| THE PROBLEM |
Gather each line in the listing below that contains the string "sleeve" and copy those lines in full.

--- start ---

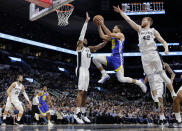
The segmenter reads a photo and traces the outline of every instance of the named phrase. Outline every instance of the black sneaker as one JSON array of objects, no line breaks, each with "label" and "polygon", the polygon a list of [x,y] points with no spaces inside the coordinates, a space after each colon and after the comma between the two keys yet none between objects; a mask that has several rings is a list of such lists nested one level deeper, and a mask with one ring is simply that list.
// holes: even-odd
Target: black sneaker
[{"label": "black sneaker", "polygon": [[182,128],[182,122],[175,122],[173,123],[174,128]]}]

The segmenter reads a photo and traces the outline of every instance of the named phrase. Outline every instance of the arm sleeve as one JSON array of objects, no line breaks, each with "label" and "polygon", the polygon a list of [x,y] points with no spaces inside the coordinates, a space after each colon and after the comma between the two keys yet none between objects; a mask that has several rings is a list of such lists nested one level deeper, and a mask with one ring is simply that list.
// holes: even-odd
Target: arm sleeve
[{"label": "arm sleeve", "polygon": [[25,99],[29,102],[30,100],[29,100],[27,93],[25,91],[23,91],[23,95],[24,95]]},{"label": "arm sleeve", "polygon": [[82,31],[81,31],[80,37],[79,37],[79,40],[80,41],[83,41],[84,40],[85,33],[86,33],[86,30],[87,30],[87,25],[88,25],[87,22],[85,22],[84,25],[83,25],[83,28],[82,28]]}]

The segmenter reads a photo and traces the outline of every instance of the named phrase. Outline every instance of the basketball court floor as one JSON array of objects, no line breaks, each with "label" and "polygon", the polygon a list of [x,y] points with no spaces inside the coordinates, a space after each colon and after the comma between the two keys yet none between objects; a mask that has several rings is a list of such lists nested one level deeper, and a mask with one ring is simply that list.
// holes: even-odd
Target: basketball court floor
[{"label": "basketball court floor", "polygon": [[1,126],[0,131],[182,131],[182,128],[169,128],[147,124],[84,124],[84,125],[24,125]]}]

--- end ---

| WRITTEN RESPONSE |
The segmenter reads a photo and traces the outline of every instance of the named phrase. Outline every instance of the arm sleeve as one JSON array of objects, no line breaks, each with "label" and "polygon", the polygon a list of [x,y] points with no spaces inside the coordinates, a space after each colon and after the comma between the two keys yet none between objects; a mask that has several rings is a list of such lists nested one level deeper, and a mask with one ring is simply that list.
Target: arm sleeve
[{"label": "arm sleeve", "polygon": [[25,99],[29,102],[30,100],[29,100],[27,93],[25,91],[23,91],[23,95],[24,95]]},{"label": "arm sleeve", "polygon": [[82,31],[81,31],[80,37],[79,37],[79,40],[80,41],[83,41],[84,40],[85,33],[86,33],[86,30],[87,30],[87,25],[88,25],[87,22],[85,22],[84,25],[83,25],[83,28],[82,28]]}]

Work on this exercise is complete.